→ **TAREFAS**:
1: De acordo com o relato sobre a piloto, quantas horas de voo eram exigidas na época para entrar em uma companhia aérea de grande porte?
2: Traduza para o inglês esta frase do relato sobre a piloto: "Na época, para entrar em uma companhia aérea de grande porte eram necessárias 1.500 horas de voo."
3: Prossiga o relato sobre a piloto a partir da última frase apresentada.

Imantada pela febre de voar, e tendo ultrapassado as etapas de formação como piloto privado e piloto comercial, ela decidiu ousar: sair da Varig para ir onde os aviões estivessem mais disponíveis para que ela somasse horas de voo e aprendesse mais. "Depois que tirei PP e PC, conheci um piloto da Heringer Táxi Aéreo que abriu o caminho para eu ir para Imperatriz, no Maranhão, onde teria mais condições de pegar experiência em IFR e multimotores."

Na época, para entrar em uma companhia aérea de grande porte eram necessárias 1.500 horas de voo. "Ainda não tinha certeza se queria exercer a profissão de piloto. Até porque, sendo mulher, as coisas me pareciam ainda mais difíceis. Mas topei ir. Minhas amigas comissárias da Varig acharam uma maluquice. A gente tinha estabilidade, tinha status." Começava a acreditar que o plano de viver da aviação podia dar certo. Só não sabia como.

"Quando buscamos o que queremos, as coisas acabam acontecendo. Visitando um amigo em Imperatriz, durante uma escala de voo, conheci a Andréia [também comandante da TAM, hoje], que já estava lá, voando, e me veio a ideia de pedir a mesma chance. Não tive dúvidas e, de volta a São Paulo, liguei para um amigo, que imediatamente falou com o dono do táxi aéreo, que autorizou a minha ida."

Instalou-se no Aeroclube de Imperatriz. Pagava a moradia dando aulas. Compartilhava o quarto com Andréia, a quem considera como irmã. "A gente era dura. Dividíamos tudo, até o xampu e o condicionador. Eu tinha esse mesmo cabelão, então você queria o quê? Já a alimentação e outras despesas eu cobria com o dinheiro do Escort que vendi e apliquei. Comi um carro, veja só."

→ **DADOS EXIBIDOS**:
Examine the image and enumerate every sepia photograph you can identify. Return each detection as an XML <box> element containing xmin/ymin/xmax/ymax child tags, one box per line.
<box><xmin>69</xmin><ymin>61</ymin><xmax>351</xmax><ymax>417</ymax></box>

→ **RESPOSTAS**:
1: Eram exigidas 1.500 horas de voo.

2: At the time, 1,500 flight hours were required to join a major airline.

3:
No Maranhão, voou em um Seneca cerca de 300 horas e arranjou trabalho para rotas entre São Luís e Brasília. "Havia pouquíssimas mulheres trabalhando nisso, na época, uma ou duas, talvez. E eu me perguntava: será que vou conseguir mesmo? O fato é que o convívio com a Andréia em Imperatriz me deu muita confiança."

Assim no céu como na água
"Foi a senhora que fez o pouso?", a passageira do voo JJ3498 pergunta ao desembarcarmos em Guarulhos na volta. "Foi." "Ah, então eu já voei com a senhora uma vez. Porque o pouso foi igualzinho". "Bom ou ruim?", a comandante pergunta. A mulher tremula a mão direita em sinal de "mais ou menos". "Tem muito vento hoje". E prossegue comigo: "Vinte anos atrás, os donos de empresa de táxi aéreo se recusavam a pagar quartos de hotel separados para piloto e copiloto. Para uma mulher, era um problema".

No comando de um Airbus A320, Jaqueline confessa adorar a rotina de piloto. ela gosta de estar cada dia em um lugar

Do Maranhão para São Paulo. Jovem, ela ingressa na Piracicaba Táxi Aéreo. "Os comandantes Omir e Renato me ensinaram tudo com toda a paciência e até hoje eu os admiro demais. Eles me deram o tão difícil primeiro emprego, que, no caso, me propiciou a chance de deslanchar na carreira. Foram pessoas especiais. Hoje, procuro ajudar os iniciantes assim como fui ajudada por eles."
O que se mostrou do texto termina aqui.